— begin Material for this task —

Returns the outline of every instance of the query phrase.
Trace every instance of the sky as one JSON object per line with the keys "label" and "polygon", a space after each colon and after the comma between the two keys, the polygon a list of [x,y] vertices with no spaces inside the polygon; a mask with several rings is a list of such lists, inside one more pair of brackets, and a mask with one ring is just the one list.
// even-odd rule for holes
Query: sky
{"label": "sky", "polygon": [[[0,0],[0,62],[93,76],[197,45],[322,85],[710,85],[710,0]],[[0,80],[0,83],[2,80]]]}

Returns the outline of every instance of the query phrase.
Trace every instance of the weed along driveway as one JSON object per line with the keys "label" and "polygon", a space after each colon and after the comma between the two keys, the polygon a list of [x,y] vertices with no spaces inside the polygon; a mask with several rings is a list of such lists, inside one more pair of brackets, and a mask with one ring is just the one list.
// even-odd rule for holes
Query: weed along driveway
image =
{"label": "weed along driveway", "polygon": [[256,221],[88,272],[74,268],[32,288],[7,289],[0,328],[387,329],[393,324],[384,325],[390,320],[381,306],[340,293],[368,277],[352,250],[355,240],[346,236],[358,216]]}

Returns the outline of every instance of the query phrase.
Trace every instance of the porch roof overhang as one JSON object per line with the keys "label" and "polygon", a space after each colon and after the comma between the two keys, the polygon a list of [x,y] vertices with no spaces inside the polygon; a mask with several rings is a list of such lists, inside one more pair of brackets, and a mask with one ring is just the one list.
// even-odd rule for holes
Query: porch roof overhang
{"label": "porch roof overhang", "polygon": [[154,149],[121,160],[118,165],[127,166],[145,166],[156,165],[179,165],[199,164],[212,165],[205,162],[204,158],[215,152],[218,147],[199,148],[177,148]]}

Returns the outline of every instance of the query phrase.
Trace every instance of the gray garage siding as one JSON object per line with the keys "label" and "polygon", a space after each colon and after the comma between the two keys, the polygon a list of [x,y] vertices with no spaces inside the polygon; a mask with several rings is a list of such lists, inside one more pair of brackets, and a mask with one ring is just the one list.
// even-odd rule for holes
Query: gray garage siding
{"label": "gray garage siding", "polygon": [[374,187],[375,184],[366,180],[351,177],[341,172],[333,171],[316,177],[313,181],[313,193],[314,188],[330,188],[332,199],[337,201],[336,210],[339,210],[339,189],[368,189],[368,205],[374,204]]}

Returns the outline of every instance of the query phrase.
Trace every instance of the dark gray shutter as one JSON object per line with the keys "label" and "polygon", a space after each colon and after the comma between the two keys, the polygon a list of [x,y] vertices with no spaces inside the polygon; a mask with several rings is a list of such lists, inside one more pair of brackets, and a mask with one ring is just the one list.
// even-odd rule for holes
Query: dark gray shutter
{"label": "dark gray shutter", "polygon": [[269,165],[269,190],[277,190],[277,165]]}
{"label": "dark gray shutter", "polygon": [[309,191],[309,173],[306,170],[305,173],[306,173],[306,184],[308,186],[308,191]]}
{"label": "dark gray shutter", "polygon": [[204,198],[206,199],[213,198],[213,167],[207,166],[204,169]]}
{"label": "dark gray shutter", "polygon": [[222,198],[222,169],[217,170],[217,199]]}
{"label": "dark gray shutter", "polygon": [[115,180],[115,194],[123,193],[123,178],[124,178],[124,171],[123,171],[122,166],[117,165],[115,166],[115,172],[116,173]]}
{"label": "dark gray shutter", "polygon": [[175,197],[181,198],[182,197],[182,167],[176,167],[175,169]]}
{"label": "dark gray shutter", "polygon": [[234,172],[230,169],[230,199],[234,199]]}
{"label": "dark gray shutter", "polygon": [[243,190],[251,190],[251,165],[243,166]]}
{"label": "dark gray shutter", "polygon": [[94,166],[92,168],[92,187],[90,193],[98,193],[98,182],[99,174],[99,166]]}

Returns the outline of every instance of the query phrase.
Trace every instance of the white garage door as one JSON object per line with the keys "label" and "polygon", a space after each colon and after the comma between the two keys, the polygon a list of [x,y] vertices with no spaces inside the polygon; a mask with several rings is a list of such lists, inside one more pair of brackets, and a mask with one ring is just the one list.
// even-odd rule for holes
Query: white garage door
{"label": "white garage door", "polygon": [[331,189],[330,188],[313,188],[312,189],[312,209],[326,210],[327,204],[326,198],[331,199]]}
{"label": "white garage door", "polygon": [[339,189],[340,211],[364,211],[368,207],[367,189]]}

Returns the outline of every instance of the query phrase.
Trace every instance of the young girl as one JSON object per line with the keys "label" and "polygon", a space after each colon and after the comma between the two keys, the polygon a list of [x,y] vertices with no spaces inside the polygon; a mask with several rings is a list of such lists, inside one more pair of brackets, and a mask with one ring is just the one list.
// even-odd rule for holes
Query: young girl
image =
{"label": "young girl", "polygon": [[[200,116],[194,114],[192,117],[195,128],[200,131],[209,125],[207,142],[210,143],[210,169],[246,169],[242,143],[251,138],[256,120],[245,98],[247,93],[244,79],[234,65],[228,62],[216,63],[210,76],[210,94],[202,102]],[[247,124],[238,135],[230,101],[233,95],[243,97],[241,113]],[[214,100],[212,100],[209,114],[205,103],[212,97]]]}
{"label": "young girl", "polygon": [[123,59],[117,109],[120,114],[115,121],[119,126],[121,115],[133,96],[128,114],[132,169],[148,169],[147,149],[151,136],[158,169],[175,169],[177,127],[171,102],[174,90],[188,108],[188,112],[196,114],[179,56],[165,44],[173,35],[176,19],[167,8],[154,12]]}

— end Material for this task —
— begin Material for this task —

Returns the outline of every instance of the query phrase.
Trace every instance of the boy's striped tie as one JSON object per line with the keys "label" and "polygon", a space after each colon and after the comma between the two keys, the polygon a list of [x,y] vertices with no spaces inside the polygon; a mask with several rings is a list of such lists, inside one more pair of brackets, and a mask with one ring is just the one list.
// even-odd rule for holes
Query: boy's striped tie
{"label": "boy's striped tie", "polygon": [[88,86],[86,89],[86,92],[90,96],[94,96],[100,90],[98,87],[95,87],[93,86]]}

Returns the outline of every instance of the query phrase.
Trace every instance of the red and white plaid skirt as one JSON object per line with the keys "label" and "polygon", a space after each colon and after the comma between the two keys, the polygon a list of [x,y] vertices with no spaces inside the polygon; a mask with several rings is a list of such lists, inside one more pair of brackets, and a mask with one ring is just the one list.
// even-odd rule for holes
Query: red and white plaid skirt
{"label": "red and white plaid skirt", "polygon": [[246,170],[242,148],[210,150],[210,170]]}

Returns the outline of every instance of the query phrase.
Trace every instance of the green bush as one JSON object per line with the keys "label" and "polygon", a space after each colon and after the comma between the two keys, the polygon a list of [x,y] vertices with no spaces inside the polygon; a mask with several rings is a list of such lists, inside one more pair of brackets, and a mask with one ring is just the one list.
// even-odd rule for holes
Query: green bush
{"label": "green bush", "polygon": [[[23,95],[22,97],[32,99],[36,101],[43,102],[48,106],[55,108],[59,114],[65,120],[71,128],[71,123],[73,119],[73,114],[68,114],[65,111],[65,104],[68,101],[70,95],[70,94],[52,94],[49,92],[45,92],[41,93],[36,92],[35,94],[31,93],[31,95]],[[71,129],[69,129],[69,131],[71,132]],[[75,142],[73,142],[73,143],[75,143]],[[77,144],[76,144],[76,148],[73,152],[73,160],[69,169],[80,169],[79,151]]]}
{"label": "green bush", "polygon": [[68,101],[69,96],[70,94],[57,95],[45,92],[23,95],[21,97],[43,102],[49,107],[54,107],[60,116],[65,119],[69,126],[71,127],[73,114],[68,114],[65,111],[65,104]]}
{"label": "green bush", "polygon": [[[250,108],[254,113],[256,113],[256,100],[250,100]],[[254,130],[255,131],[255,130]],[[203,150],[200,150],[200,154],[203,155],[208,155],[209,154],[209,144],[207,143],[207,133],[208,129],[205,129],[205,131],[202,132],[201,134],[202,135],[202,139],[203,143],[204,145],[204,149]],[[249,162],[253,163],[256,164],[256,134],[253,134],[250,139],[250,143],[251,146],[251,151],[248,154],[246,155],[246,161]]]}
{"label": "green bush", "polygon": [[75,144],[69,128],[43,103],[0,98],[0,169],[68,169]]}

— end Material for this task —
— begin Material for this task —

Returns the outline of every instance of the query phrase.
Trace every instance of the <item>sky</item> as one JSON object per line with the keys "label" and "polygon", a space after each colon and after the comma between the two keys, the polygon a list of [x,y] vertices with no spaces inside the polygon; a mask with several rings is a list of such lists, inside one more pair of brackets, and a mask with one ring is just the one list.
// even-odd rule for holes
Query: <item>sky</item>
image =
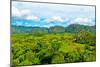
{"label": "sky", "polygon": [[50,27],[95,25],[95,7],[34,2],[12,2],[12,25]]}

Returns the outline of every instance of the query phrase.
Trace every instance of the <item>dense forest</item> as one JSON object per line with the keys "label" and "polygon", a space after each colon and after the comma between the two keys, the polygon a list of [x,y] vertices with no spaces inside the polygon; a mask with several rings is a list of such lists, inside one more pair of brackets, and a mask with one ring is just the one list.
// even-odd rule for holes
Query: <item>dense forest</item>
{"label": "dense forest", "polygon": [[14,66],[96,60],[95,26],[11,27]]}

— end Material for this task —

_Directions_. Which rows above contain the string "roof"? Pull out each of them and copy it in full.

_The answer_.
Trace every instance of the porch roof overhang as one JSON object per line with the keys "label" and "polygon", a space after each colon and after the comma between the two keys, the polygon a list of [x,y] vertices with no spaces inside the polygon; a mask with several rings is a list of such lists, inside one more pair of brackets, and a mask with one ring is just the one list.
Query: porch roof overhang
{"label": "porch roof overhang", "polygon": [[154,149],[121,160],[118,165],[127,166],[145,166],[156,165],[179,165],[199,164],[212,165],[205,162],[204,158],[215,152],[218,147],[199,148],[177,148]]}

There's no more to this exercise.